▼

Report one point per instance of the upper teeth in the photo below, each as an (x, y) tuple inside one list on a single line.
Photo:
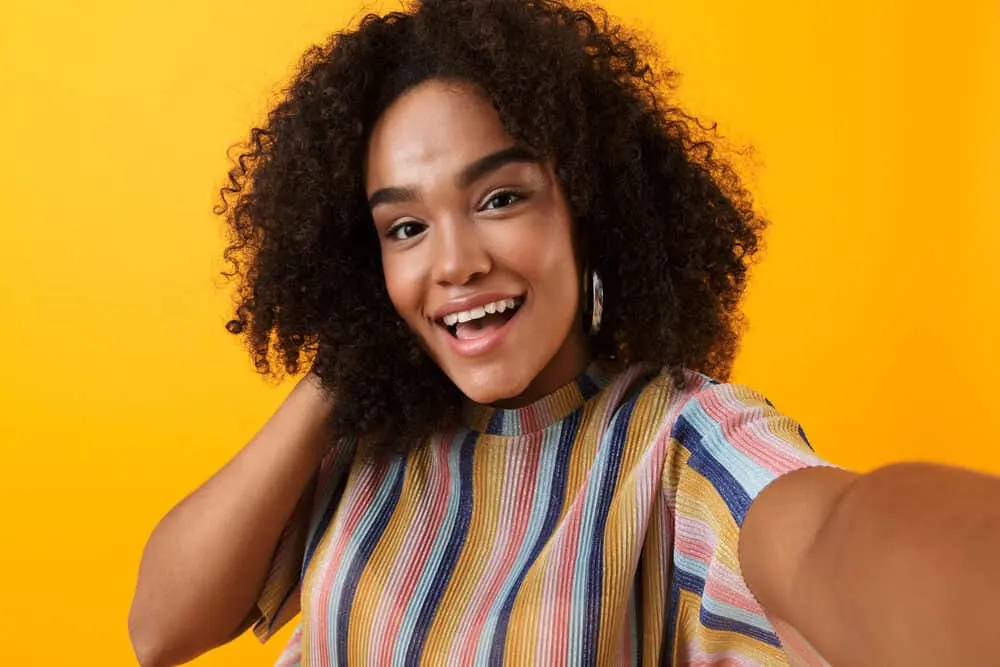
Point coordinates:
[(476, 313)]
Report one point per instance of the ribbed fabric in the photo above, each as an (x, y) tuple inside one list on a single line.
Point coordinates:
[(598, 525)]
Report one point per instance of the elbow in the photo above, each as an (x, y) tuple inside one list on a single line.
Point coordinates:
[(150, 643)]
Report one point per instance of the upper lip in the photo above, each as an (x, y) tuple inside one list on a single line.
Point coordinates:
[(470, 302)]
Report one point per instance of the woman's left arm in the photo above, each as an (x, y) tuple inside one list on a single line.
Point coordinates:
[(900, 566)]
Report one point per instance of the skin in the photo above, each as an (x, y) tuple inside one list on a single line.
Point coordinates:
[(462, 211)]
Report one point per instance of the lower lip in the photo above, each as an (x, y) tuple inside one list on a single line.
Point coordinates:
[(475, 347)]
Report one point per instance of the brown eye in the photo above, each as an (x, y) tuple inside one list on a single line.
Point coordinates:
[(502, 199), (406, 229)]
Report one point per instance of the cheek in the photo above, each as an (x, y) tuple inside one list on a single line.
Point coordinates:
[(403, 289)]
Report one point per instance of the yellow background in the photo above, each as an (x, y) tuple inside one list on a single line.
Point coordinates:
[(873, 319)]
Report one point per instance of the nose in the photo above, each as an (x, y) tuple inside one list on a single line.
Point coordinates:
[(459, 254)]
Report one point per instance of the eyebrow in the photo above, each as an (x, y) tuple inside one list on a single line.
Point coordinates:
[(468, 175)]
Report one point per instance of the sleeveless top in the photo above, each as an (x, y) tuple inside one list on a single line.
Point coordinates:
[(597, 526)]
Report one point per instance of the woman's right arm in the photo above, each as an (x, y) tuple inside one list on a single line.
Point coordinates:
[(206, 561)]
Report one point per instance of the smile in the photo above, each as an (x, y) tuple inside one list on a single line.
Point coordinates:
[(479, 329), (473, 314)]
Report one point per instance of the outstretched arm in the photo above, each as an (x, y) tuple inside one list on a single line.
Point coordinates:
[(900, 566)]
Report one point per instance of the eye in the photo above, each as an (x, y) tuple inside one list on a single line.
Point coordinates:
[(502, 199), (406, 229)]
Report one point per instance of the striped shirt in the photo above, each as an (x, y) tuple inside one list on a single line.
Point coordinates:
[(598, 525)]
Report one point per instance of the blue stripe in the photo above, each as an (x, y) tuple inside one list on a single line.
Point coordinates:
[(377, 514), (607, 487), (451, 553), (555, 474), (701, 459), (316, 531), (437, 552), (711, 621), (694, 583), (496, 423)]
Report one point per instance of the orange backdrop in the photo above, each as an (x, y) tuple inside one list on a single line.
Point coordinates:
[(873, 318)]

▲

*Zadanie*:
Przepisz dosłownie wiersze, zaczynając od tego, który zawiera „Report one point per instance of the eyebrow”, a kończąc na tym, który zawiera „[(597, 526)]”. Oba te wiersze także przepisz.

*Pełna odpowiedź*:
Report one point per instance of the eyebrow in the photo above, each as an (x, y) tuple inside one list on a single line.
Point coordinates:
[(468, 175)]
Report one point per instance of the sleeveless top in the photo above, each as an (x, y) tuple inside one list on a single line.
Point coordinates:
[(597, 526)]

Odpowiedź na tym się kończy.